*Arbeitsanweisung 1*. Tippen Sie alles vom Anfang der Datensätze bis hinunter zur Zeile mit „89, 33, 156, 179“ zeichengenau ab, beide Grenzen eingeschlossen.
- - - -
Milan Kundera

Aus Weltliteratur

Milan Kundera (* 1. April 1929 in Brünn, Tschechoslowakei) ist einer der bekanntesten tschechischen Schriftsteller. Bekannt wurde er durch das dreibändige Prosawerk Das Buch der lächerlichen Liebe (1969). Das kommerziell erfolgreichste Buch Kunderas ist „Die unerträgliche Leichtigkeit des Seins“ (1982). Seit 1993 schreibt Kundera in französischer Sprache.
- - - -
*Arbeitsanweisung 2*.
Beantworten Sie anhand des Dokumentauszugs zu Milan Kundera diese Fragen:
(a) Wo wurde Kundera geboren?
(b) Welches Buch gilt als sein kommerziell erfolgreichstes?
(c) Seit welchem Jahr schreibt er in französischer Sprache?
- - - -
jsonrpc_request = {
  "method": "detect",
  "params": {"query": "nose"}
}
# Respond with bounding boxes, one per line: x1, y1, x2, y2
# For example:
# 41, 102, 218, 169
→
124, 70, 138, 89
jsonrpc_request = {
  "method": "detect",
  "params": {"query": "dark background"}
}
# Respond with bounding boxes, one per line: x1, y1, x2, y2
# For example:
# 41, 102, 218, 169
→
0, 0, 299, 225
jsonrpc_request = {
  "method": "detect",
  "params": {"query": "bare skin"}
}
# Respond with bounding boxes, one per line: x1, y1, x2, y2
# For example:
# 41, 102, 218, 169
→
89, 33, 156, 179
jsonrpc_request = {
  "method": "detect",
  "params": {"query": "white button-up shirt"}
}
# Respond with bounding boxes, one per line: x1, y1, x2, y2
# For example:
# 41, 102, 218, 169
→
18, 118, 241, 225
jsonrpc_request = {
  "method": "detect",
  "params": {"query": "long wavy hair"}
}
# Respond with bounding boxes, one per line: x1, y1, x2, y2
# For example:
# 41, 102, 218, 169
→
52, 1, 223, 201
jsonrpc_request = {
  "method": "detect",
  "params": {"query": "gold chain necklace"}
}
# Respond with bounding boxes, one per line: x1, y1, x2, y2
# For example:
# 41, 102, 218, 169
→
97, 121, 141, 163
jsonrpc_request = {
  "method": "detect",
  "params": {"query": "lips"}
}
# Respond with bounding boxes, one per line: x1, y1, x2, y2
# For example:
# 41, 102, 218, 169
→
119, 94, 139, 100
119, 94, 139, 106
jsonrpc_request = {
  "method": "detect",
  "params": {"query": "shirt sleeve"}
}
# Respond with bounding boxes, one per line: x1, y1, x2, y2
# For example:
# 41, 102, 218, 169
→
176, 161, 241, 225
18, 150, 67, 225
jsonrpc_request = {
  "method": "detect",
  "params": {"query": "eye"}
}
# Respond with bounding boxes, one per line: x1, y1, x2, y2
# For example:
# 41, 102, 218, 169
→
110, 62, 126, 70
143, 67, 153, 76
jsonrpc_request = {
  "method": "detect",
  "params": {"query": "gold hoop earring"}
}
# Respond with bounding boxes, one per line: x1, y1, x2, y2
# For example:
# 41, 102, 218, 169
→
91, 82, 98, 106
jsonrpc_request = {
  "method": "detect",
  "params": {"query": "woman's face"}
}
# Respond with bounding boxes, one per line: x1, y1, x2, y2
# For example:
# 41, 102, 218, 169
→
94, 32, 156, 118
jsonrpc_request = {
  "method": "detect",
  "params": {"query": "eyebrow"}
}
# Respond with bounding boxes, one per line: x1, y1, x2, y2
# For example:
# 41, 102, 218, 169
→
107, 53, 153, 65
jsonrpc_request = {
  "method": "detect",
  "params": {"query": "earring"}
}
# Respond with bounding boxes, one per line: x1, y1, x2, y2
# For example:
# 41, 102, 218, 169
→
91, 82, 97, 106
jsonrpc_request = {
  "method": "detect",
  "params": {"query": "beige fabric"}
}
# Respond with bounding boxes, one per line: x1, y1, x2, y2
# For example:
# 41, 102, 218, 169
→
- - - -
*Endgültige Antwort 1*.
jsonrpc_request = {
  "method": "detect",
  "params": {"query": "nose"}
}
# Respond with bounding boxes, one per line: x1, y1, x2, y2
# For example:
# 41, 102, 218, 169
→
124, 70, 138, 89
jsonrpc_request = {
  "method": "detect",
  "params": {"query": "dark background"}
}
# Respond with bounding boxes, one per line: x1, y1, x2, y2
# For example:
# 41, 102, 218, 169
→
0, 0, 299, 225
jsonrpc_request = {
  "method": "detect",
  "params": {"query": "bare skin"}
}
# Respond with bounding boxes, one per line: x1, y1, x2, y2
# For example:
# 41, 102, 218, 169
→
89, 33, 156, 179

*Endgültige Antwort 2*.
(a) In Brünn, Tschechoslowakei.
(b) „Die unerträgliche Leichtigkeit des Seins“ (1982).
(c) Seit 1993.